> **Listed records**
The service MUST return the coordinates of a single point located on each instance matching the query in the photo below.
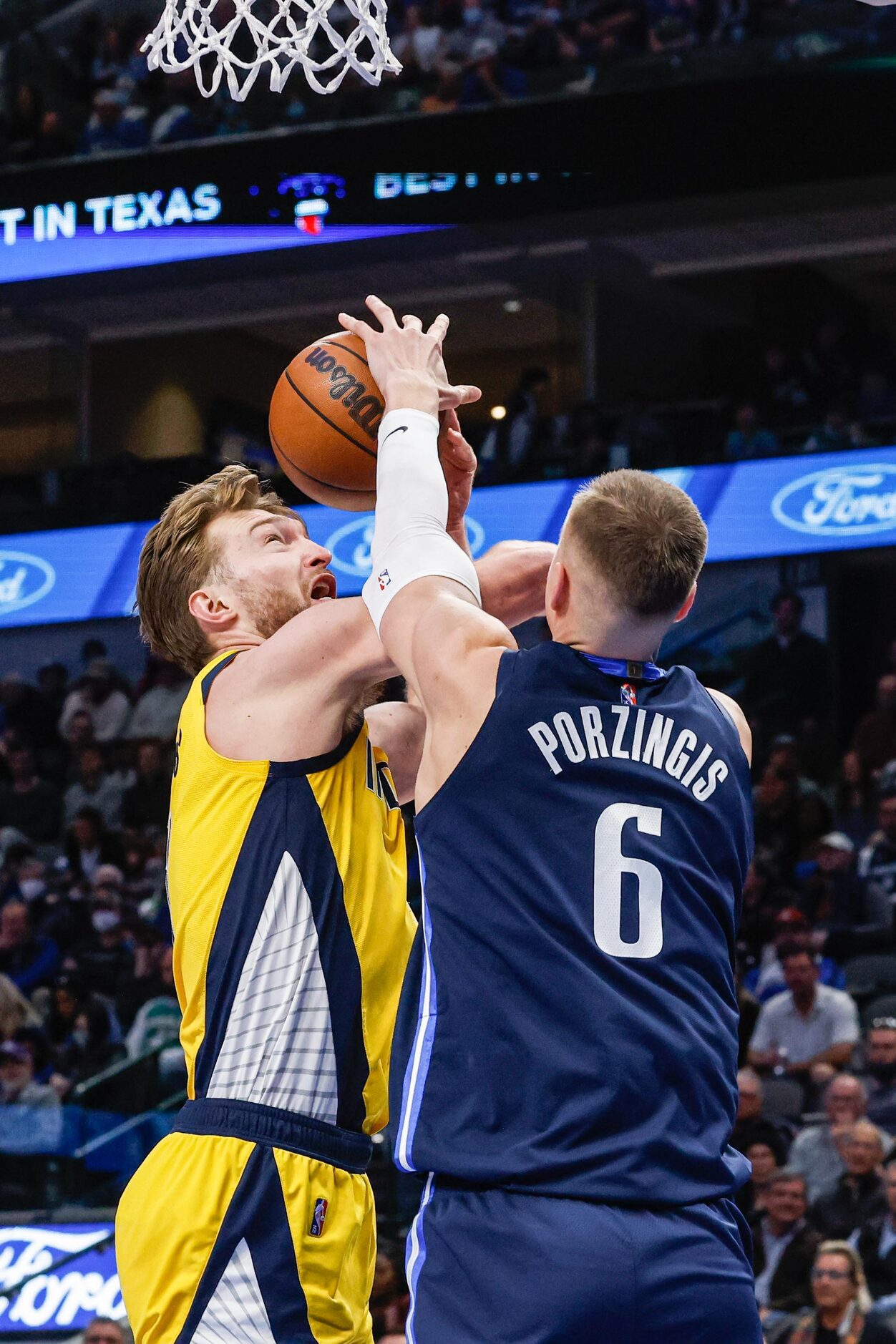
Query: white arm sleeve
(410, 540)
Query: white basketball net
(283, 34)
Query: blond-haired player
(565, 1066)
(254, 1219)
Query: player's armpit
(399, 729)
(739, 718)
(512, 580)
(292, 696)
(332, 643)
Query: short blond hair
(643, 537)
(856, 1269)
(177, 557)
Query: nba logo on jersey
(317, 1221)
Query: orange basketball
(324, 416)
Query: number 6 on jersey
(609, 866)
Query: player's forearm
(410, 540)
(512, 580)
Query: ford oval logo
(351, 545)
(23, 580)
(840, 502)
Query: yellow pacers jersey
(292, 927)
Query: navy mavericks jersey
(568, 1022)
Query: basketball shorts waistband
(274, 1128)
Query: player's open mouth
(324, 588)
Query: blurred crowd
(833, 390)
(90, 92)
(87, 964)
(85, 937)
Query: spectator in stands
(29, 960)
(15, 1010)
(102, 1330)
(507, 447)
(877, 860)
(18, 1086)
(787, 683)
(94, 788)
(819, 1149)
(87, 1050)
(105, 958)
(157, 1022)
(875, 738)
(854, 800)
(876, 1245)
(89, 844)
(792, 929)
(442, 90)
(23, 124)
(159, 706)
(749, 439)
(29, 803)
(24, 713)
(490, 78)
(833, 436)
(115, 124)
(477, 23)
(79, 731)
(787, 389)
(751, 1125)
(808, 1026)
(148, 800)
(672, 26)
(879, 1073)
(421, 44)
(841, 1302)
(784, 1245)
(764, 1160)
(859, 1194)
(98, 696)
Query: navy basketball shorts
(499, 1267)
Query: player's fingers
(356, 327)
(459, 396)
(383, 312)
(438, 331)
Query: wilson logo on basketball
(363, 407)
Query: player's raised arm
(425, 595)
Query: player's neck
(610, 638)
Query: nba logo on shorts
(317, 1221)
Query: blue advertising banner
(72, 1277)
(787, 506)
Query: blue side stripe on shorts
(418, 1061)
(415, 1257)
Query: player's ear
(687, 604)
(210, 609)
(557, 595)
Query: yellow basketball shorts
(229, 1240)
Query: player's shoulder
(735, 716)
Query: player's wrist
(410, 391)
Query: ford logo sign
(351, 545)
(65, 1281)
(840, 502)
(23, 580)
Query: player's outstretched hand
(459, 467)
(406, 362)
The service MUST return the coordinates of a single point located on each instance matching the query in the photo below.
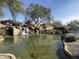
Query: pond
(36, 46)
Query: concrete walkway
(7, 56)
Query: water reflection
(34, 47)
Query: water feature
(36, 46)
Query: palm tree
(38, 13)
(15, 7)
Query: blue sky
(62, 10)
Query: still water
(34, 46)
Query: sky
(62, 10)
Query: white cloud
(66, 20)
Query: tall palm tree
(15, 7)
(36, 12)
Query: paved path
(7, 56)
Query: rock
(7, 56)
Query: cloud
(66, 20)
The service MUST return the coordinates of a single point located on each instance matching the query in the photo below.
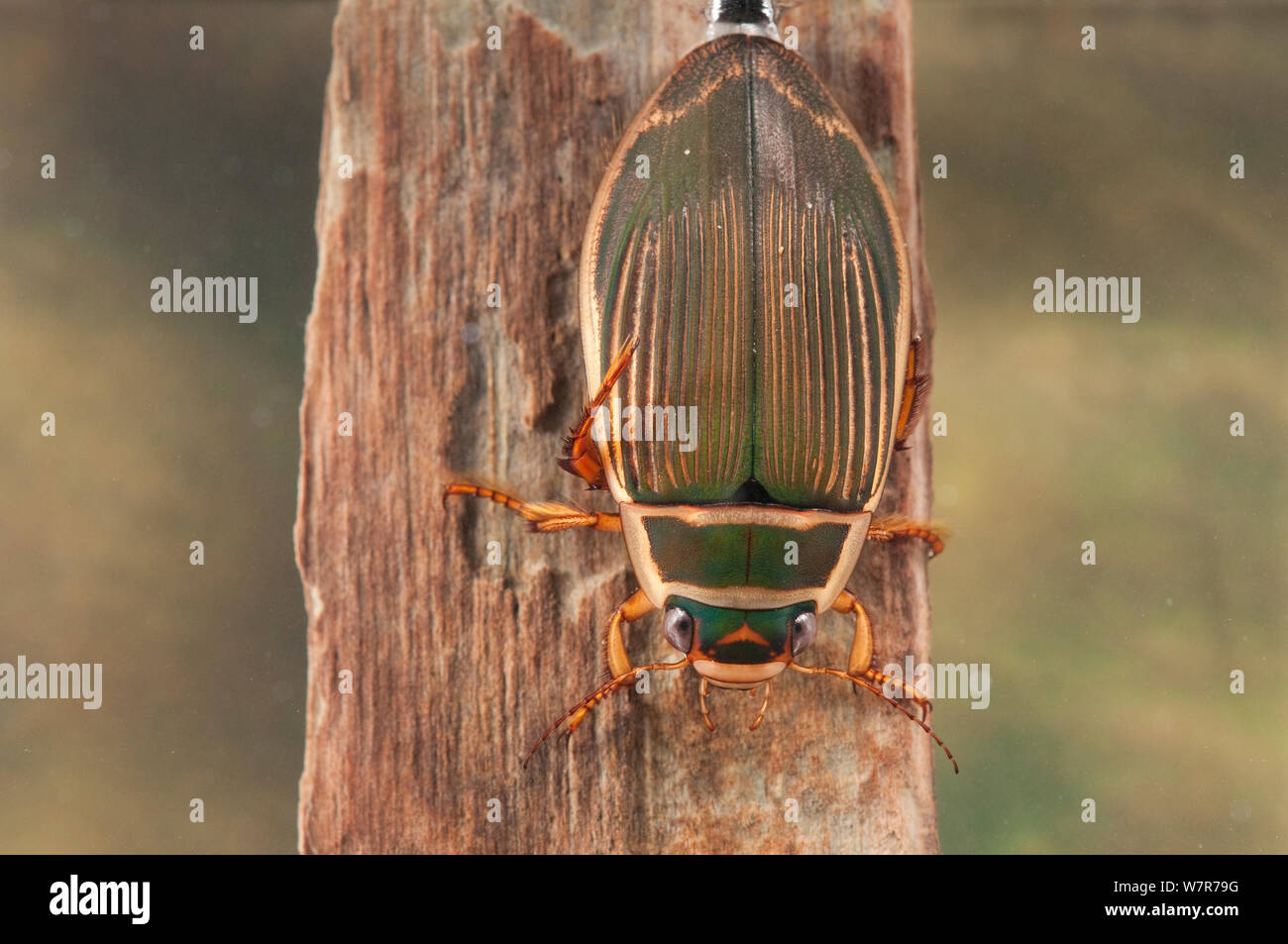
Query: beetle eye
(679, 629)
(804, 629)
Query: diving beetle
(742, 256)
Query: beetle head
(738, 648)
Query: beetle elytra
(759, 273)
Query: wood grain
(472, 167)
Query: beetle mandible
(756, 270)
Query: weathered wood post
(462, 150)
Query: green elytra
(742, 257)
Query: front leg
(861, 652)
(545, 515)
(638, 605)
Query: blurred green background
(1109, 682)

> **What is needed**
Please print all of the material above line for line, with no changes to the wording. Leave the pictures out.

> **Written solution**
The service MUST return the coordinates of a single point located on each instance matching the query in the photo below.
Query: white arm sleeve
(410, 540)
Query: white basketball net
(283, 34)
Query: blond-haired player
(565, 1066)
(254, 1219)
Query: player's armpit
(399, 729)
(739, 718)
(512, 580)
(292, 696)
(332, 643)
Query: short blond hair
(643, 537)
(856, 1269)
(177, 557)
Query: nba logo on jersey
(317, 1221)
Query: orange basketball
(324, 416)
Query: number 6 on jersey
(609, 866)
Query: player's forearm
(410, 540)
(512, 580)
Query: ford oval logo
(351, 545)
(23, 580)
(840, 502)
Query: yellow pacers jersey
(292, 927)
Query: navy mavericks jersey
(568, 1022)
Query: basketball shorts waistband
(274, 1128)
Query: player's open mouth
(324, 588)
Query: blurred crowd
(833, 390)
(90, 92)
(87, 964)
(85, 937)
Query: spectator in stands
(29, 960)
(15, 1010)
(102, 1330)
(507, 447)
(877, 860)
(18, 1086)
(787, 683)
(94, 788)
(819, 1149)
(87, 1050)
(105, 958)
(157, 1022)
(875, 738)
(854, 800)
(876, 1245)
(89, 844)
(792, 929)
(442, 90)
(23, 124)
(159, 706)
(749, 439)
(29, 803)
(24, 713)
(490, 78)
(833, 436)
(115, 124)
(477, 23)
(79, 731)
(787, 389)
(751, 1125)
(808, 1026)
(148, 800)
(672, 26)
(879, 1073)
(421, 44)
(841, 1302)
(784, 1245)
(764, 1160)
(859, 1194)
(98, 696)
Query: navy basketball shorts
(499, 1267)
Query: player's fingers
(356, 327)
(459, 396)
(383, 312)
(438, 331)
Query: wilson logo on basketball
(363, 407)
Query: player's raised arm
(425, 595)
Query: player's neck
(610, 638)
Query: nba logo on shorts
(317, 1221)
Query: blue advertising banner
(72, 1277)
(787, 506)
Query: blue side stripe on shorts
(418, 1061)
(415, 1257)
Query: player's ear
(687, 604)
(210, 609)
(557, 595)
Query: yellow basketball shorts
(229, 1240)
Query: player's shoulder
(735, 716)
Query: player's wrist
(410, 391)
Query: ford logo sign
(351, 545)
(65, 1281)
(840, 502)
(23, 580)
Query: player's outstretched hand
(459, 467)
(406, 362)
The service MUST return the coordinates of a single point located on each instance matching the query in the photo below.
Query: pond
(36, 46)
Query: concrete walkway
(7, 56)
Query: water reflection
(34, 47)
Query: water feature
(36, 46)
Query: palm tree
(38, 13)
(15, 7)
Query: blue sky
(62, 10)
Query: still water
(34, 46)
Query: sky
(62, 10)
Query: white cloud
(66, 20)
Query: tall palm tree
(15, 7)
(36, 12)
Query: paved path
(7, 56)
Query: rock
(7, 56)
Query: cloud
(66, 20)
The service MUST return the coordinates of a single point located on each instance matching the query in the photo below.
Query: beetle eye
(679, 629)
(804, 629)
Query: diving beetle
(742, 256)
Query: beetle head
(738, 648)
Query: beetle elytra
(759, 273)
Query: wood grain
(472, 167)
Query: beetle mandible
(756, 270)
Query: weathered wood post
(462, 150)
Query: green elytra
(742, 257)
Query: front leg
(861, 652)
(545, 515)
(638, 605)
Query: blurred green background
(1109, 682)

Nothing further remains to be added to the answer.